I emptied the tank from my dehumidifier (which I assumed is pretty much pure) and added a tiny pinch of baking soda and then tested a sample which changed colour after 4 drops - giving me what I thought was a 4kh solution first time.


----------



## Disco Dan (Mar 17, 2011)

oh hang on

just noticed: dkh and kh 

Okay fiddled with my solution and it seems I had got mixed up. My test kit is in ppm not degrees. My solution was in fact only 2.2 degrees (40ppm).

I got it to 70ppm now which is 3.9 degrees. Close enough I hope. 

Put it into the drop checker and added three drops.... viola ! It has gone blue! 

Have put it into the tank - hopefully I will see an accurate reading!


----------



## btimmer92 (Mar 12, 2011)

I would use a standard reference. You can buy it on ebay for cheap if you don't want to make it. I made mine, but you never know how true it really is, and it was kinda a hassle.


----------



## OverStocked (May 26, 2007)

If the tank water or "4 dkh" water you made is green from the start, I would guess it really isn't 4dkh. 

The solution should be blue when you start. Do not use tank water. There are directions on how to make 4 dkh solution on this site in a few ways. It takes very very very little baking soda.


----------

§ **Material provided**
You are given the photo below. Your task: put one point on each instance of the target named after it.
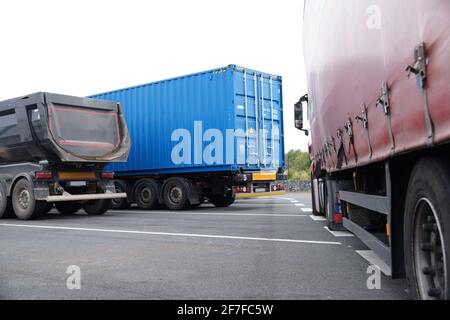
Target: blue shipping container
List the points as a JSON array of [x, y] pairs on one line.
[[227, 119]]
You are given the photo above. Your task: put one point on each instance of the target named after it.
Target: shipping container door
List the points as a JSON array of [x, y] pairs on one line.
[[258, 115]]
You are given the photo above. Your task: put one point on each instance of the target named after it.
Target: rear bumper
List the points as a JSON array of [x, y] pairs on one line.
[[259, 195], [85, 197]]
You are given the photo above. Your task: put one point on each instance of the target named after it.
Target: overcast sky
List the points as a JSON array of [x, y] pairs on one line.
[[84, 47]]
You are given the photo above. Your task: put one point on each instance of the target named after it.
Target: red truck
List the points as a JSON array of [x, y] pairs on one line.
[[379, 112]]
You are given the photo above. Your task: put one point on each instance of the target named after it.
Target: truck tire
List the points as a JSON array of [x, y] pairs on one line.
[[120, 204], [97, 207], [3, 202], [175, 194], [68, 208], [25, 205], [426, 230], [146, 194], [222, 201]]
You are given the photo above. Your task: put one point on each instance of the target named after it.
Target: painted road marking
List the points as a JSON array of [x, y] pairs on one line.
[[373, 259], [340, 233], [184, 235], [315, 218], [213, 213]]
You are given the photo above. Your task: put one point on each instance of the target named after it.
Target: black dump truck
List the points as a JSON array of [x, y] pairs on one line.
[[53, 151]]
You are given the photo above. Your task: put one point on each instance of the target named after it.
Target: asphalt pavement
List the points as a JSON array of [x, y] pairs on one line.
[[266, 248]]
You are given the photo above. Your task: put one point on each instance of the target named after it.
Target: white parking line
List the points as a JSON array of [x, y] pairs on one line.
[[316, 218], [185, 235], [340, 233], [373, 259], [214, 213]]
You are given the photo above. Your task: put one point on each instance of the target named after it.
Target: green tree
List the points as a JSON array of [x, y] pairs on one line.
[[298, 165]]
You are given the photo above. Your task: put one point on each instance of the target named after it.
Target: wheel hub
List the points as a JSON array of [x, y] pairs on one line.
[[429, 256], [24, 199], [176, 194], [146, 194]]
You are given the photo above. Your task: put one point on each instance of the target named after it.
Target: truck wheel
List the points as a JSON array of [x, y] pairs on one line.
[[3, 202], [202, 201], [120, 204], [25, 205], [222, 201], [68, 208], [97, 207], [176, 194], [146, 194], [426, 231]]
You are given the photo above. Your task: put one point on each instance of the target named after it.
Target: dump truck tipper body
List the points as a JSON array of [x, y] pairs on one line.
[[54, 148], [379, 110], [217, 129]]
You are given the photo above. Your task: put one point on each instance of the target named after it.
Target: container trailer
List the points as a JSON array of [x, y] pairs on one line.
[[379, 112], [53, 151], [211, 135]]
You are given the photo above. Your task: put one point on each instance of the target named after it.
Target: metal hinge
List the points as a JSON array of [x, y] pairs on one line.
[[363, 119], [384, 99], [420, 66]]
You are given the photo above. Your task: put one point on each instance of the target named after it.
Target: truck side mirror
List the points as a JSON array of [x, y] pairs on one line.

§ **Problems to solve**
A. In the drop checker thread, what units does Disco Dan's test kit read in?
B. Can you rewrite the rows starting at the first one and ending at the line containing "[[227, 119]]", changing "photo" to "image" and keeping everything else the same? Leave the pictures out.

§ **Solutions to the exercise**
A. Parts per million (ppm), not degrees.

B.
You are given the image below. Your task: put one point on each instance of the target named after it.
Target: blue shipping container
List the points as a JSON array of [x, y] pairs on one line.
[[227, 119]]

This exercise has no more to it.